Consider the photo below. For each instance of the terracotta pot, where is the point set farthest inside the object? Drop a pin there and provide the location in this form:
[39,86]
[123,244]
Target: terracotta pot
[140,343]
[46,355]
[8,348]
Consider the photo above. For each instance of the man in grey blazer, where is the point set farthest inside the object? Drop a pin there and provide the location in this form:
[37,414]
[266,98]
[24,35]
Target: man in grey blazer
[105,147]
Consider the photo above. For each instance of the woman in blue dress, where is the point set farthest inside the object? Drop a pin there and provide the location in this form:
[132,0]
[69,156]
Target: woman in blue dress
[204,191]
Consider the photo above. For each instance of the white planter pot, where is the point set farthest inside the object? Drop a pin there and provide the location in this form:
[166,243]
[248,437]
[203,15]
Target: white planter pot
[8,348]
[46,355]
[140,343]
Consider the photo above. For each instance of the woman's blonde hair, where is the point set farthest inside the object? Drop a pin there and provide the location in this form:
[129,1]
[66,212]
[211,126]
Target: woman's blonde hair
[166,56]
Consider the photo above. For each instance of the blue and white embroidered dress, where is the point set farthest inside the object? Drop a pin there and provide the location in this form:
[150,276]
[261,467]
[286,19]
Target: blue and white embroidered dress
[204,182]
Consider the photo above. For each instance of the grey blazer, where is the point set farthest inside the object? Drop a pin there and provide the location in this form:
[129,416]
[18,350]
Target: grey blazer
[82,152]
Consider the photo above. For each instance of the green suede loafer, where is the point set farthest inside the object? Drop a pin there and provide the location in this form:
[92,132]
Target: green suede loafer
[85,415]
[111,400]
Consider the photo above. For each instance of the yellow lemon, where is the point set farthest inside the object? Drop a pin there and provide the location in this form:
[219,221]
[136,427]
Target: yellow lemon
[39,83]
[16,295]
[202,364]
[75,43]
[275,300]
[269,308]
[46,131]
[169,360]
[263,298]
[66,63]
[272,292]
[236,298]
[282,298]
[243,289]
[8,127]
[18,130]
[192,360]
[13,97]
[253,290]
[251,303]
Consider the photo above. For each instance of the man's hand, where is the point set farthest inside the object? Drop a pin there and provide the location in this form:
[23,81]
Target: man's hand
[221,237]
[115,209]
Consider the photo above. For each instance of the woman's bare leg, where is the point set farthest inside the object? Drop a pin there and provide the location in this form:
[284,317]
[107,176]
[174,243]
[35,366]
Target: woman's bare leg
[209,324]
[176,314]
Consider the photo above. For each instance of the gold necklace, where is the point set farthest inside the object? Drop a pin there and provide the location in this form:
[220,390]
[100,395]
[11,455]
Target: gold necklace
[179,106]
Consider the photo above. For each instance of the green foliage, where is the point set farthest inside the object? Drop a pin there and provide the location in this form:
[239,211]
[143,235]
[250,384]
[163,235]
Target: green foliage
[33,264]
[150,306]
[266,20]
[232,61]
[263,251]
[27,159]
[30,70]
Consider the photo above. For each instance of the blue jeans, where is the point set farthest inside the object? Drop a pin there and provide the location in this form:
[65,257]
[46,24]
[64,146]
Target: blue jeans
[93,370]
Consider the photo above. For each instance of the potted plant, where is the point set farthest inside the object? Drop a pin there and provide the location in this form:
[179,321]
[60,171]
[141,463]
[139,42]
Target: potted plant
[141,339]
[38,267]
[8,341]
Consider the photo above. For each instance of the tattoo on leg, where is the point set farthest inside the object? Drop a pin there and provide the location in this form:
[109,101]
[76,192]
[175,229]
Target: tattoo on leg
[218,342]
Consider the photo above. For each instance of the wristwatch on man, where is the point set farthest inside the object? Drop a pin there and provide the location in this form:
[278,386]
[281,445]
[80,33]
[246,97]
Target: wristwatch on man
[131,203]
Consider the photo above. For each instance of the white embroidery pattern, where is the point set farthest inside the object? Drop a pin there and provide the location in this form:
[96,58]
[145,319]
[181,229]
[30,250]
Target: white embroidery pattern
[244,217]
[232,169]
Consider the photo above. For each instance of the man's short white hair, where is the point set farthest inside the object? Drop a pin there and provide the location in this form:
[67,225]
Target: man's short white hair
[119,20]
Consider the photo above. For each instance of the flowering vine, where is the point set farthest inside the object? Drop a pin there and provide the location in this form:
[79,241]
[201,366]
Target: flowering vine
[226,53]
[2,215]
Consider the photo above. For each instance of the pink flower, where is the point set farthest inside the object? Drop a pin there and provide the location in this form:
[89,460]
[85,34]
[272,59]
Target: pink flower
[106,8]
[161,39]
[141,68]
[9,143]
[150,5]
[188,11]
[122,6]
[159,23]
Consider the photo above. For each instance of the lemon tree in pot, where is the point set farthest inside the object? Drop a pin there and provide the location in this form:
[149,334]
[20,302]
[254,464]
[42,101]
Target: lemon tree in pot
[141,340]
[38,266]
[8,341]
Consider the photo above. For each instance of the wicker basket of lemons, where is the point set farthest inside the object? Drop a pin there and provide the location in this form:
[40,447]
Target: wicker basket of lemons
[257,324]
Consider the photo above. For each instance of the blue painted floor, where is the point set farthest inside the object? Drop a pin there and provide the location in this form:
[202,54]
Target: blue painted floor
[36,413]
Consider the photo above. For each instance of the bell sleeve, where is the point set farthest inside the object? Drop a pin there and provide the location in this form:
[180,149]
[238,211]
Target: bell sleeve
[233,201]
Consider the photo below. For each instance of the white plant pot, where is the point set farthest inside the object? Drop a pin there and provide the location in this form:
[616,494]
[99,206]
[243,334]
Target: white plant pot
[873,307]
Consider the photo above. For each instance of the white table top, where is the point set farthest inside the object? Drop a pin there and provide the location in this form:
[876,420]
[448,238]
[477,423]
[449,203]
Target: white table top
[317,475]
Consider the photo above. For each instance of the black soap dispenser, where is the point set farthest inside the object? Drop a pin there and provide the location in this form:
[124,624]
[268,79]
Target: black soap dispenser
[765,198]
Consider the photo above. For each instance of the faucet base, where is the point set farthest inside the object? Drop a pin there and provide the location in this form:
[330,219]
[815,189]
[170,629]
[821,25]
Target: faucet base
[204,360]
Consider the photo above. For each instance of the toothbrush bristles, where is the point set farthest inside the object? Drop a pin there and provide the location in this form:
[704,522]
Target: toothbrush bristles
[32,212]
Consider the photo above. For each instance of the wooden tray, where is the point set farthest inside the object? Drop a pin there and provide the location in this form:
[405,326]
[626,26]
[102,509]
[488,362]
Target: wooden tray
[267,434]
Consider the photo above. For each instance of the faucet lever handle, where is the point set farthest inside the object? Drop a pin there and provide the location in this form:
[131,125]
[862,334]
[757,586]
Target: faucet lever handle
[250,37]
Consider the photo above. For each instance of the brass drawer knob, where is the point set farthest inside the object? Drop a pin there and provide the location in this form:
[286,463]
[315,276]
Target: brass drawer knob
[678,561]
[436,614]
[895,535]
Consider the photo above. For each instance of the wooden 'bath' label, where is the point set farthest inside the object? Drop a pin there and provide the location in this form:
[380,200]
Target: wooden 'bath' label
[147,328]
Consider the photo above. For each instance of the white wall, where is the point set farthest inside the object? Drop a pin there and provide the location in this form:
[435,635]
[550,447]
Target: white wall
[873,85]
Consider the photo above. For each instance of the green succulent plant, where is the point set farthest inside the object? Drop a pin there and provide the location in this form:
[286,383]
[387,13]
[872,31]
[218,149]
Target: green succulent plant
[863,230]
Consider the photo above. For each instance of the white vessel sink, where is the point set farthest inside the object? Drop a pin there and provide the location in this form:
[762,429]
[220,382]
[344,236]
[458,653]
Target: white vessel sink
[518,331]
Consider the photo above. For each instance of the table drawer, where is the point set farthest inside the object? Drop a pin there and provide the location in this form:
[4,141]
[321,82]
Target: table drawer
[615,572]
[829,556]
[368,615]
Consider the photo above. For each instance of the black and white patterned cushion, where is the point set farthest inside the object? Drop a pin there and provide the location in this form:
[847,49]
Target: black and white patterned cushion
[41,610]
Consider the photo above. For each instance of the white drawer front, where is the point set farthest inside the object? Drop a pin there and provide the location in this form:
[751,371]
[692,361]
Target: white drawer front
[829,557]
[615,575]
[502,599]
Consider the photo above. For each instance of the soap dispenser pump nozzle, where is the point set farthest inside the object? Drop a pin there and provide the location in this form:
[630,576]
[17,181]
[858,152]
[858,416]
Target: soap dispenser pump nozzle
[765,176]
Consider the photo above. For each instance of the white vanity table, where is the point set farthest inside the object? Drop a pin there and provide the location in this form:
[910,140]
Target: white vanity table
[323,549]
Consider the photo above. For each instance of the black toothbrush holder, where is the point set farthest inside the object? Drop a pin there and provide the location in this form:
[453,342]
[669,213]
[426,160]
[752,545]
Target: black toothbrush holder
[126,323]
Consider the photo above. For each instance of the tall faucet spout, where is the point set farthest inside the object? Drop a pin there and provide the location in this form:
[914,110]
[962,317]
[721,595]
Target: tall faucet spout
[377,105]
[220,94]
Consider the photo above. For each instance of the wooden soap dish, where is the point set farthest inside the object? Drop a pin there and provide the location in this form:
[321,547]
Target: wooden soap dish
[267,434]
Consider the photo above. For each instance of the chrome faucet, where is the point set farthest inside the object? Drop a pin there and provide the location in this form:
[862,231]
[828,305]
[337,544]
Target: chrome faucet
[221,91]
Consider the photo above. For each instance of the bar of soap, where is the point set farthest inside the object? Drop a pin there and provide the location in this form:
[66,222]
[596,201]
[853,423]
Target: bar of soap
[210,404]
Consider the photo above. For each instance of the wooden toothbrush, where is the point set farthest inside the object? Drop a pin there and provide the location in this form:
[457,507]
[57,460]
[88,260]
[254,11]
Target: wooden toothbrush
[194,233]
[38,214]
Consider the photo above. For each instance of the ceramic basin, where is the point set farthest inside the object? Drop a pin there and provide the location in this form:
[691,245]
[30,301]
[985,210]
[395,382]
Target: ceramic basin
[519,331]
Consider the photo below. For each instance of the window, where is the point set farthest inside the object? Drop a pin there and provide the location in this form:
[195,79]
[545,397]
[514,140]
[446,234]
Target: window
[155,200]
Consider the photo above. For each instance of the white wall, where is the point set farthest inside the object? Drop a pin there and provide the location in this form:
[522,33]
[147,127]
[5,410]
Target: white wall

== ACTIVITY ==
Looking at the entries above, how many lines contain the word "below"? Answer with the number alone.

== COMPLETED EXERCISE ==
3